═══ Source document
Cow manure isn’t very offensive at all. In fact, I bought approximately 1200 pounds of it this spring in various composted forms and fertilized many plant beds. I spread it with my hands and it smells like rich dirt. Cow manure in pastures dries over the course of a few days and it is basically just fertilizer then too. It is only the fresh ones you have to watch out for. Also, cow pastures tend to be big so, while it is wise to always look out for fresh ones, they shouldn’t be every ten feet. It is closer to the barn and feeding areas where concentrations tend to get high. Those areas are where they get the cow manure to sell BTW. The actual pasture isn’t in bad shape at all.

They generally avoid an area about a foot in diameter around a pie. But some parasites have evolved that catapult out of the pie into the clean grass around it, to be eaten by a cow and continue their life cycle.

Some wags:

a omnivore’s digestive system is shorter then that of a herbivore and has less time to break fully down and vegitables take longer to break down, needing that extra lengh and come out not fully ‘done’. We lack the abilty to re’chew’ cud like cows, so less is actually digested. Vegitarians don’t eat the same as cows do, but include many refined products and flavorings.

HIJACK:
Are you saying that manure that’s sold for landscaping comes from areas that are most likely concrete? Cuz I was going to ask how it would be harvested from a grassy area, with the grass removed.

Cows most definitely do not care where they let loose their bowels. One of our calves recently got a faceful when he was nursing from behind. He was only a couple of days old, so he was still all spindly, and looked really pathetic. Mr. Stuff and I took pity and wiped him off with some nice clean straw. I don’t know if he felt better, but I certainly did.

Unless it’s been sitting as anaerobic sludge in the bottom of the manure pit for three months. Yech.

Then why do compost heaps reek so bad?

They don’t if done properly. They actually smell good (to my nose, at least). One that reeks probably went anerobic, at which point all microbiological hell breaks loose.

You just think it’s offensive, because you’ve been culturally conditioned to think that.

As odors go, that odor is not especially strong.
It’s just that we humans have been conditioned by our culture to find it particularily offensive. Possibly that serves as a sanitation, disease-prevention purpose.

Well, I can’t speak to where any particular manure sold for landscaping comes from, but indeed it’s likely to be that removed from, say, a dairy barn. Which most likely has concrete floors. Alternatively, it might come from the corral of a feedlot where due to population density the shit piles up pretty deep until it’s cleared out with a bobcat or some similar device. Nobody would try to collect manure for composting from an actual pasture.

In spite of what’s been said in this thread, fresh cowshit doesn’t have a particularly pleasant aroma, though it admittedly hasn’t a patch on pigshit when it comes to reek.

Feedlots and dairy operators sell manure for fertilizer. The cattle in these places are unlikely to ever see a blade of grass.
══════
═══ Data records
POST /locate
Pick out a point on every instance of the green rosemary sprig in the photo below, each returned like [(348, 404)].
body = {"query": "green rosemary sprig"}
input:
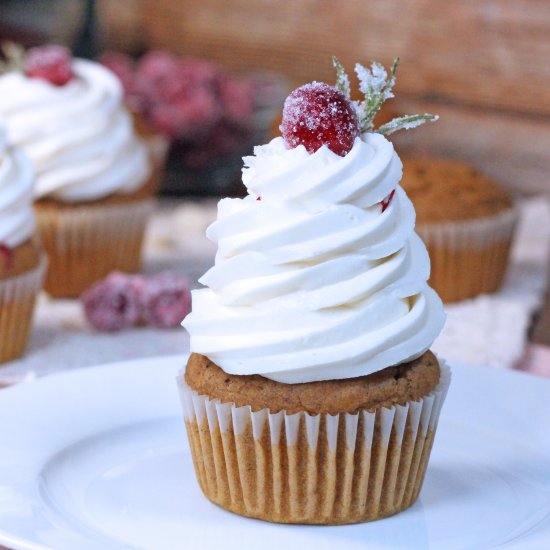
[(376, 85)]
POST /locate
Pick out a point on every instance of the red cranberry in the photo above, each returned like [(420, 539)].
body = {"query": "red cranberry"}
[(318, 114), (51, 63)]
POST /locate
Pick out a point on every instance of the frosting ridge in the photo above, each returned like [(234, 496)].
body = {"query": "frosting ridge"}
[(17, 222), (314, 281), (79, 136)]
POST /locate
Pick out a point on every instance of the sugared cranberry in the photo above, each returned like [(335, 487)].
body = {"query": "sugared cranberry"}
[(114, 303), (51, 63), (166, 300), (317, 114), (387, 200)]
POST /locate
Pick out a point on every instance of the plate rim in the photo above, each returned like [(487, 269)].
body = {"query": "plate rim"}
[(171, 362)]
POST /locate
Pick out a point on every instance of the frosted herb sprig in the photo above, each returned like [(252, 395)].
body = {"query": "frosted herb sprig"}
[(376, 85)]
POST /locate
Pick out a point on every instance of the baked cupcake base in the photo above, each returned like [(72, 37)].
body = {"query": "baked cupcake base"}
[(86, 242), (313, 469), (469, 257), (17, 300)]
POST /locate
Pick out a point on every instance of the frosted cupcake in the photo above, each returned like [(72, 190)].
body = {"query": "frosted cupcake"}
[(311, 395), (93, 189), (22, 265)]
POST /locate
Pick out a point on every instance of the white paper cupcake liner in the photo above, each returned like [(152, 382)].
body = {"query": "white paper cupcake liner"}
[(318, 469), (17, 300), (88, 242)]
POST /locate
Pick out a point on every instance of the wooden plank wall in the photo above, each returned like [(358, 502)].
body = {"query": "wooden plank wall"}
[(482, 65)]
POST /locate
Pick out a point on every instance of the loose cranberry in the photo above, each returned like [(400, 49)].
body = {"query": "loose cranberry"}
[(51, 63), (318, 114)]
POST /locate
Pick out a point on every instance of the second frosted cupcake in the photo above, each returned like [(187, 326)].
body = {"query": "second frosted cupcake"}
[(93, 191)]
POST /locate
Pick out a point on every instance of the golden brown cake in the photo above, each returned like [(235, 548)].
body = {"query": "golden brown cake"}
[(87, 241), (466, 221), (328, 452), (392, 386)]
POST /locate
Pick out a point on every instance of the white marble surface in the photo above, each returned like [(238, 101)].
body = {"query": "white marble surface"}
[(488, 330)]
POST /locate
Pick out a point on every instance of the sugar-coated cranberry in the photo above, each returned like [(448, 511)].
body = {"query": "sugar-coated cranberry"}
[(166, 300), (114, 303), (318, 114), (51, 63)]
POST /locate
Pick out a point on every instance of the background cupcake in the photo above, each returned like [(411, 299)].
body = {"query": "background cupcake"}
[(466, 220), (22, 265), (93, 184)]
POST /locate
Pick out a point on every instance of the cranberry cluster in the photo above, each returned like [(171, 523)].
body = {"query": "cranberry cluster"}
[(121, 301), (188, 100)]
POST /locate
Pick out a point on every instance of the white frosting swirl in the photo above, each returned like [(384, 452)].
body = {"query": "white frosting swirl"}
[(17, 222), (79, 136), (314, 281)]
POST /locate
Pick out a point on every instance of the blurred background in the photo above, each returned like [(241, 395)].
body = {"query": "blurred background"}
[(481, 65)]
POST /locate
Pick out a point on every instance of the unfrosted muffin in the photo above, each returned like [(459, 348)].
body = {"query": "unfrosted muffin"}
[(467, 222), (93, 189), (311, 396), (22, 263)]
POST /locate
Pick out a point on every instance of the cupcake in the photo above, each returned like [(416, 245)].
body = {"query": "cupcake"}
[(467, 222), (311, 395), (22, 265), (93, 189)]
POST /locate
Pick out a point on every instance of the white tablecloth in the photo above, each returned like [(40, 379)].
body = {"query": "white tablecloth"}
[(488, 330)]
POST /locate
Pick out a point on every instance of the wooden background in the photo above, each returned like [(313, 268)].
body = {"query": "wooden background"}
[(483, 66)]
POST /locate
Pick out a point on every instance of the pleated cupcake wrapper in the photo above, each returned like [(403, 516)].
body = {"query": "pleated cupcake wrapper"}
[(469, 258), (17, 300), (302, 468), (86, 243)]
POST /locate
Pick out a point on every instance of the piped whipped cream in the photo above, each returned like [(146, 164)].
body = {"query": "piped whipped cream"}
[(17, 222), (79, 136), (312, 281)]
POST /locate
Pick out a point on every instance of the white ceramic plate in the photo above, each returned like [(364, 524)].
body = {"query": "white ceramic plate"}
[(98, 459)]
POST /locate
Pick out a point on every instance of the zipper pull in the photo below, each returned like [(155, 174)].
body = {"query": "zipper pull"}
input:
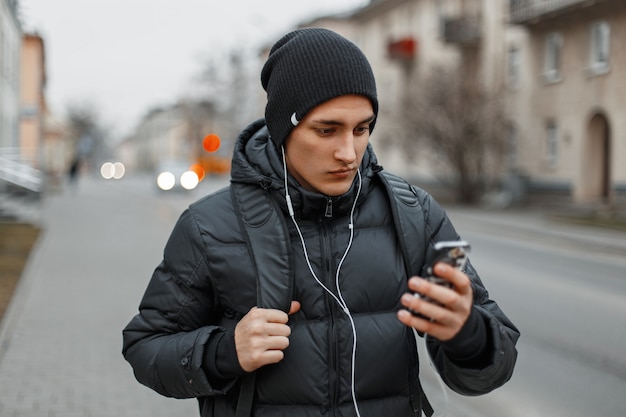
[(329, 208)]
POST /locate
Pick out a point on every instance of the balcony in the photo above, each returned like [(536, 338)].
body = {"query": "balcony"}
[(526, 12), (463, 31)]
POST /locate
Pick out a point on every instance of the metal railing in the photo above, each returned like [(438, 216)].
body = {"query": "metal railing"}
[(16, 172), (526, 10)]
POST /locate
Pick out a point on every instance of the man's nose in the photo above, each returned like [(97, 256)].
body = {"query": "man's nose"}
[(345, 150)]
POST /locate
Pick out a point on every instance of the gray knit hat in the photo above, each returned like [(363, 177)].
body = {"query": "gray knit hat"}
[(307, 67)]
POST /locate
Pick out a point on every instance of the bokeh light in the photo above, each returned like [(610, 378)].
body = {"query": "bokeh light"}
[(166, 181), (107, 170), (189, 180), (211, 142), (118, 170), (197, 168)]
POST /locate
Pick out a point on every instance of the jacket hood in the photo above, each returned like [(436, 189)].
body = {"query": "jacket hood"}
[(257, 160)]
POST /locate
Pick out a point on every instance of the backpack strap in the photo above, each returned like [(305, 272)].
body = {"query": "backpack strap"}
[(405, 206), (265, 232), (263, 227), (267, 238)]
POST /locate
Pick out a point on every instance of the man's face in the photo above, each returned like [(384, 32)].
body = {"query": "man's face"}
[(324, 151)]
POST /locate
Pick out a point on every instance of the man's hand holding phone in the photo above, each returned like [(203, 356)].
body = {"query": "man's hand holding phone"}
[(441, 303)]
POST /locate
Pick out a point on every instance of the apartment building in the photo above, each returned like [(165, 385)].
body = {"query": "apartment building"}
[(567, 78), (560, 63), (10, 44)]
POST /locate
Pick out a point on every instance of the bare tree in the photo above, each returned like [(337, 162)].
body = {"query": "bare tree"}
[(87, 133), (463, 126)]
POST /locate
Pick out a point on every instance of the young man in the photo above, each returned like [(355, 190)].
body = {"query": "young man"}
[(313, 318)]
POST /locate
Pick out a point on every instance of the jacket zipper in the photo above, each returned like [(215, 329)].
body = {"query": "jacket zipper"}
[(332, 308)]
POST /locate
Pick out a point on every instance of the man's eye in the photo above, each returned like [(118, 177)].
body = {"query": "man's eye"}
[(361, 130)]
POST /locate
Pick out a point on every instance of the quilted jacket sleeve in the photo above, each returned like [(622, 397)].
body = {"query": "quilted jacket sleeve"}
[(165, 343), (502, 335)]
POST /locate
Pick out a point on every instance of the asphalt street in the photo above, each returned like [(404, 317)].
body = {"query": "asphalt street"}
[(60, 341)]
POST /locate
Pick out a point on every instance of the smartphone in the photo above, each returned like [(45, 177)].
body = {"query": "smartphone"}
[(453, 253)]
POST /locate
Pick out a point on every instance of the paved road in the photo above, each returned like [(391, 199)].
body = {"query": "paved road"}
[(60, 341)]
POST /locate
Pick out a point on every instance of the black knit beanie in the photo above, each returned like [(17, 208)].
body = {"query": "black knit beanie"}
[(307, 67)]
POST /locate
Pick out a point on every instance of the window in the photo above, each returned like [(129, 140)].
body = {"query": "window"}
[(551, 143), (511, 146), (514, 66), (552, 64), (600, 37)]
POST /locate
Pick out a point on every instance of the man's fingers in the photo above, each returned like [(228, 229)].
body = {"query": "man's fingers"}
[(295, 307)]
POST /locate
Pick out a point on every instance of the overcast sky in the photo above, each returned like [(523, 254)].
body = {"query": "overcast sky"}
[(126, 56)]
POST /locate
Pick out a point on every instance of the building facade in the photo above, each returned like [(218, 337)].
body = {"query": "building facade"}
[(561, 65), (10, 45), (567, 96)]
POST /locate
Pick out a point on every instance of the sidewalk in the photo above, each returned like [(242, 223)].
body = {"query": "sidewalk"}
[(60, 341)]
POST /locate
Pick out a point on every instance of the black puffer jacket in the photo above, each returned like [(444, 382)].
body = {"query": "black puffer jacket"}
[(181, 343)]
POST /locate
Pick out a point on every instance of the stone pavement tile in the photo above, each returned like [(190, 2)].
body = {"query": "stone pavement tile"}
[(61, 353)]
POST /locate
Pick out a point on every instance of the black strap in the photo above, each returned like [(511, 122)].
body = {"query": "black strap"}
[(265, 231), (246, 395), (263, 228)]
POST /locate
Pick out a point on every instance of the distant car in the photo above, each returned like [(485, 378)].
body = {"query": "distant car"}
[(175, 175)]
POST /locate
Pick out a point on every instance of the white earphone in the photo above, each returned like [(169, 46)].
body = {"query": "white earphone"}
[(339, 297)]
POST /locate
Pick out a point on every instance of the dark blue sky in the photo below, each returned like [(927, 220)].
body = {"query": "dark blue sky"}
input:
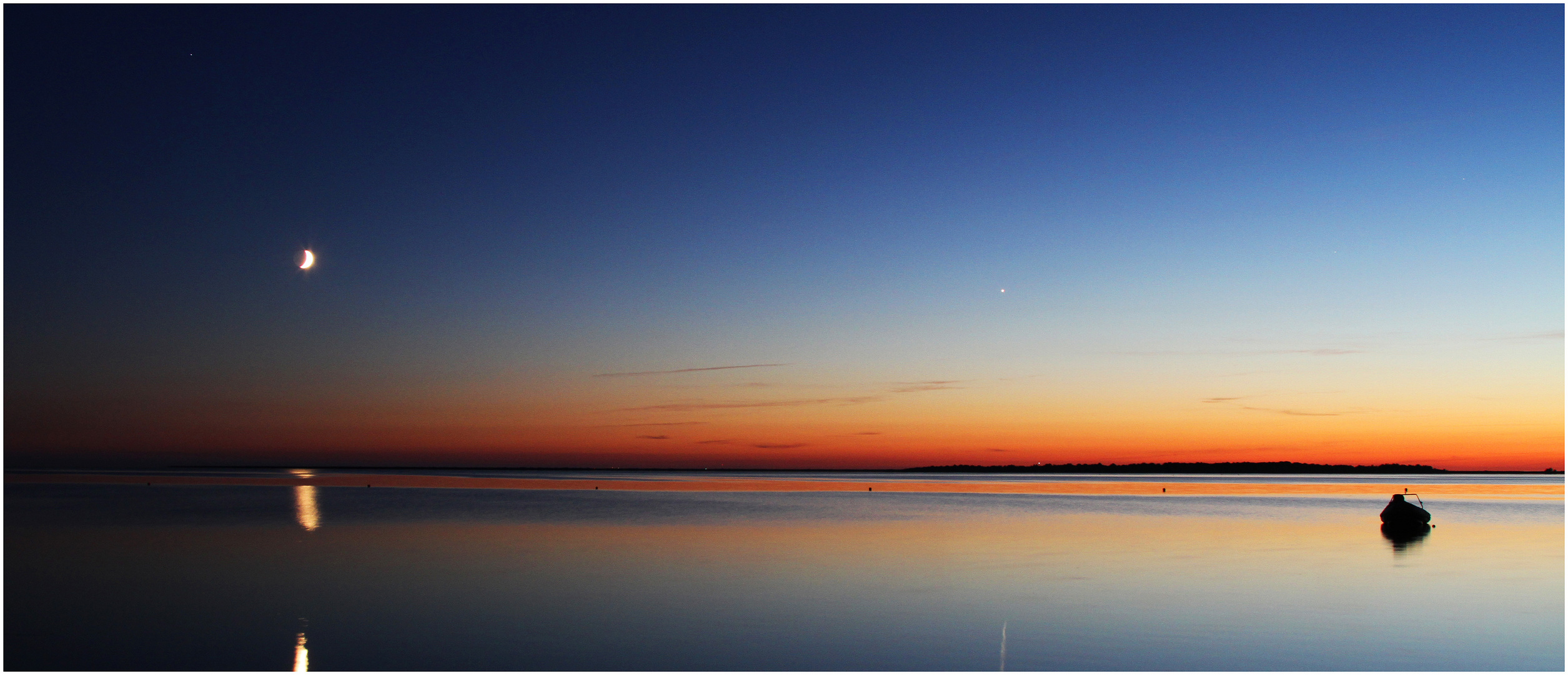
[(507, 198)]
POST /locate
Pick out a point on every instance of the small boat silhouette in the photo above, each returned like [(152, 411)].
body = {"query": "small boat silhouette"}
[(1404, 514)]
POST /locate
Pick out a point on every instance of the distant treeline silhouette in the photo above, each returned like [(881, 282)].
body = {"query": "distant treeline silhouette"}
[(1189, 468)]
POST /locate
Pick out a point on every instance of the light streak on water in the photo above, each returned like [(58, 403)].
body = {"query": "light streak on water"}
[(306, 511), (1004, 648)]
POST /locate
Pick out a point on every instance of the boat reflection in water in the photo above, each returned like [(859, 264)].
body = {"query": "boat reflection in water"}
[(1406, 536), (302, 655)]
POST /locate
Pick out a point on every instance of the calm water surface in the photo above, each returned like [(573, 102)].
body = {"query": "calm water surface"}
[(337, 578)]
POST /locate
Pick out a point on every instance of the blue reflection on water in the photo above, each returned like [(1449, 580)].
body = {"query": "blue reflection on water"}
[(132, 577)]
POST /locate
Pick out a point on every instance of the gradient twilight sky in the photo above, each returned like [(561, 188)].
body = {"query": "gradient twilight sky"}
[(546, 236)]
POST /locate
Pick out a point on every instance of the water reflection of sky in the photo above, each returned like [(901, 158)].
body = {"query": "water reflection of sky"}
[(558, 580)]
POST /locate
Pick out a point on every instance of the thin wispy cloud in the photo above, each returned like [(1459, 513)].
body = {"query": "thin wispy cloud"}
[(755, 404), (1301, 413), (902, 388), (1319, 352), (1534, 336), (1305, 413), (929, 385), (650, 424), (1313, 352), (687, 369)]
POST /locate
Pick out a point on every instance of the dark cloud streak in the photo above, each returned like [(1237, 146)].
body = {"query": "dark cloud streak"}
[(687, 369)]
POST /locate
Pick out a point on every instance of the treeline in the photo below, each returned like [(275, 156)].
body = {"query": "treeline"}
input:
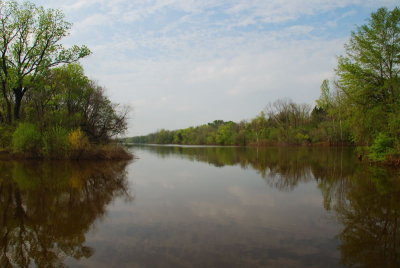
[(48, 106), (284, 122), (361, 106)]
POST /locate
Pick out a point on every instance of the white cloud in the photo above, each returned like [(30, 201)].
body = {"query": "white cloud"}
[(187, 62)]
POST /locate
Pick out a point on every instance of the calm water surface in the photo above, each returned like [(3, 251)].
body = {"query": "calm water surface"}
[(202, 207)]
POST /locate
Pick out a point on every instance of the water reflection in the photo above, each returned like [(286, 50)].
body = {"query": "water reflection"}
[(364, 199), (47, 209)]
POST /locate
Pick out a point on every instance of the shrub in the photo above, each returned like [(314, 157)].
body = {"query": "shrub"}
[(26, 139), (6, 133), (381, 147), (78, 140), (55, 142)]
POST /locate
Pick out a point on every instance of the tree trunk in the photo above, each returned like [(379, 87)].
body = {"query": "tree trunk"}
[(18, 94)]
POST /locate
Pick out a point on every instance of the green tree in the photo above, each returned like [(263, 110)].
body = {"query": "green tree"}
[(29, 46), (368, 75)]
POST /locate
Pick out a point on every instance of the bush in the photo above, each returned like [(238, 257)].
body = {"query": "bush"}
[(55, 142), (26, 139), (6, 133), (78, 140), (381, 147)]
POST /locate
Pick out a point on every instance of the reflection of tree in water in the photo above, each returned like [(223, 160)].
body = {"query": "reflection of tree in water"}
[(47, 208), (281, 167), (365, 199), (370, 213)]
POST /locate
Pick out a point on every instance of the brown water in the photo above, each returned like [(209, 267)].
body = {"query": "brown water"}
[(202, 207)]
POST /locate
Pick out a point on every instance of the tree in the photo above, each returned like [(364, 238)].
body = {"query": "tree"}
[(29, 46), (368, 75)]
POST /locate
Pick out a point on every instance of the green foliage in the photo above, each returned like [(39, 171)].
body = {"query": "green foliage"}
[(55, 142), (381, 148), (30, 46), (26, 138), (6, 136)]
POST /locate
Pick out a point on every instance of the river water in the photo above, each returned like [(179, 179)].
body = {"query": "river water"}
[(202, 207)]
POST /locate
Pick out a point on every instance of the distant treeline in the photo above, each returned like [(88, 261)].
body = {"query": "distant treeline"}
[(284, 122), (361, 106)]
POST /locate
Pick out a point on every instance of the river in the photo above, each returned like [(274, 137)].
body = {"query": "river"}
[(202, 207)]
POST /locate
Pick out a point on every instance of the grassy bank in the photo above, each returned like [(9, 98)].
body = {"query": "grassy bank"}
[(95, 152)]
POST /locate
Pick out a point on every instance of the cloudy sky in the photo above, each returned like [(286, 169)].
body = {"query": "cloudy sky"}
[(181, 63)]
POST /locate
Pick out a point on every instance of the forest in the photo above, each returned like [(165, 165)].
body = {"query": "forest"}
[(49, 108), (359, 107)]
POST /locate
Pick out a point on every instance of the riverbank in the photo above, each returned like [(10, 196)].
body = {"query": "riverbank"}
[(94, 152)]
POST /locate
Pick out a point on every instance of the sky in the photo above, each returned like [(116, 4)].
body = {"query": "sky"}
[(182, 63)]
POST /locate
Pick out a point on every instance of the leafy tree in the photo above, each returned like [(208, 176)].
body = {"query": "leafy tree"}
[(369, 74), (29, 46)]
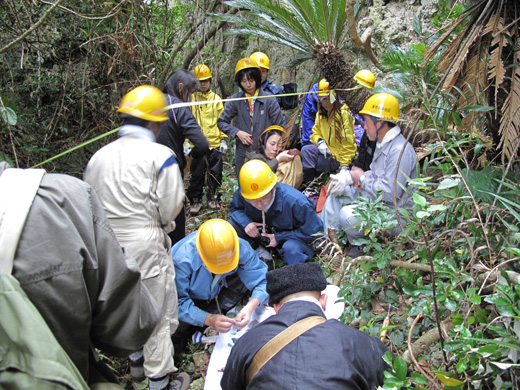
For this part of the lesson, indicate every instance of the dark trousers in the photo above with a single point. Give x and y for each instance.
(227, 298)
(180, 227)
(211, 165)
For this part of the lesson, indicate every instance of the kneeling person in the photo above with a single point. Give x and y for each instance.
(327, 355)
(262, 201)
(214, 264)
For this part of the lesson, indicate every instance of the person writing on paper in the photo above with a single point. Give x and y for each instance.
(328, 355)
(214, 271)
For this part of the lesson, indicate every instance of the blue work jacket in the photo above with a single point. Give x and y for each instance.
(292, 215)
(194, 280)
(310, 108)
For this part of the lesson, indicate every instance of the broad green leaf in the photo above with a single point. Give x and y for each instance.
(419, 199)
(401, 369)
(9, 116)
(448, 183)
(419, 379)
(447, 380)
(456, 119)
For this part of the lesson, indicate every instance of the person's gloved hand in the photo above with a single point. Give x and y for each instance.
(323, 148)
(223, 146)
(339, 182)
(187, 148)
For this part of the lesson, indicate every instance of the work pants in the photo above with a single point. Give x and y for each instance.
(210, 165)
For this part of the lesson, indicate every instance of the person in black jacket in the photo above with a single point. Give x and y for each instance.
(181, 125)
(331, 355)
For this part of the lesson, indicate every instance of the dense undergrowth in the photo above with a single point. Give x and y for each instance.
(450, 282)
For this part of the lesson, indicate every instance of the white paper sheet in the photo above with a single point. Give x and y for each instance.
(226, 341)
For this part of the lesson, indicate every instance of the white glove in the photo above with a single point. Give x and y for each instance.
(186, 147)
(223, 146)
(323, 148)
(339, 182)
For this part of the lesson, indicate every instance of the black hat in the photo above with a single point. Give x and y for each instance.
(294, 278)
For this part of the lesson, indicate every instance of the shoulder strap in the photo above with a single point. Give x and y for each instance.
(18, 188)
(278, 342)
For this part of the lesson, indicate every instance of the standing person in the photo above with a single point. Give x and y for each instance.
(253, 116)
(262, 203)
(70, 265)
(326, 354)
(140, 186)
(309, 111)
(380, 113)
(285, 102)
(334, 142)
(215, 271)
(181, 125)
(211, 164)
(286, 164)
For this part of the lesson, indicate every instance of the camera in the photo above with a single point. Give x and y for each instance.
(264, 241)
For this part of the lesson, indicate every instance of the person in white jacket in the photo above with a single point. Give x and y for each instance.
(140, 186)
(379, 112)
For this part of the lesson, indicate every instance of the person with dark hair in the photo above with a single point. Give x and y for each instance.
(285, 102)
(380, 112)
(333, 140)
(141, 189)
(316, 353)
(253, 115)
(211, 165)
(273, 215)
(181, 125)
(286, 164)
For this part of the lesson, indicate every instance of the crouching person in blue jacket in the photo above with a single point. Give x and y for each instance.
(214, 271)
(288, 216)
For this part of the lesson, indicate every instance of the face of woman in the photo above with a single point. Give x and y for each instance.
(325, 102)
(248, 84)
(273, 146)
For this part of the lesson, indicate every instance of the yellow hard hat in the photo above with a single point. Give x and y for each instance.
(366, 78)
(218, 246)
(145, 102)
(261, 59)
(270, 128)
(383, 106)
(202, 72)
(256, 179)
(245, 63)
(323, 88)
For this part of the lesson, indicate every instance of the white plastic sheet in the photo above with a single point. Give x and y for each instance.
(226, 341)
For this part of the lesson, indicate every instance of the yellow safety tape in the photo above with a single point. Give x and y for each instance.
(185, 104)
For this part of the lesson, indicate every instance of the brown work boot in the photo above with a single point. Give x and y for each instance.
(196, 205)
(181, 382)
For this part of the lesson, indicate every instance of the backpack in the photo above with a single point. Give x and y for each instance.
(30, 355)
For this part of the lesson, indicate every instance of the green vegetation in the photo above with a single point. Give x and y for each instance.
(455, 266)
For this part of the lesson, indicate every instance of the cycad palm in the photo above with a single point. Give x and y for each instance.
(316, 28)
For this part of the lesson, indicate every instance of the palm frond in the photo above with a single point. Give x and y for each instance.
(459, 60)
(497, 70)
(510, 121)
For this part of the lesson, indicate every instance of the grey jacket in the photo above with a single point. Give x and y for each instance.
(266, 113)
(383, 168)
(74, 271)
══════
Task brief
Copy the section of the cow manure discussion starting at "Well, I can’t" and ending at "comes to reek.". The rows are separate material and have nothing to do with the cow manure discussion.

Worked solution
Well, I can’t speak to where any particular manure sold for landscaping comes from, but indeed it’s likely to be that removed from, say, a dairy barn. Which most likely has concrete floors. Alternatively, it might come from the corral of a feedlot where due to population density the shit piles up pretty deep until it’s cleared out with a bobcat or some similar device. Nobody would try to collect manure for composting from an actual pasture.

In spite of what’s been said in this thread, fresh cowshit doesn’t have a particularly pleasant aroma, though it admittedly hasn’t a patch on pigshit when it comes to reek.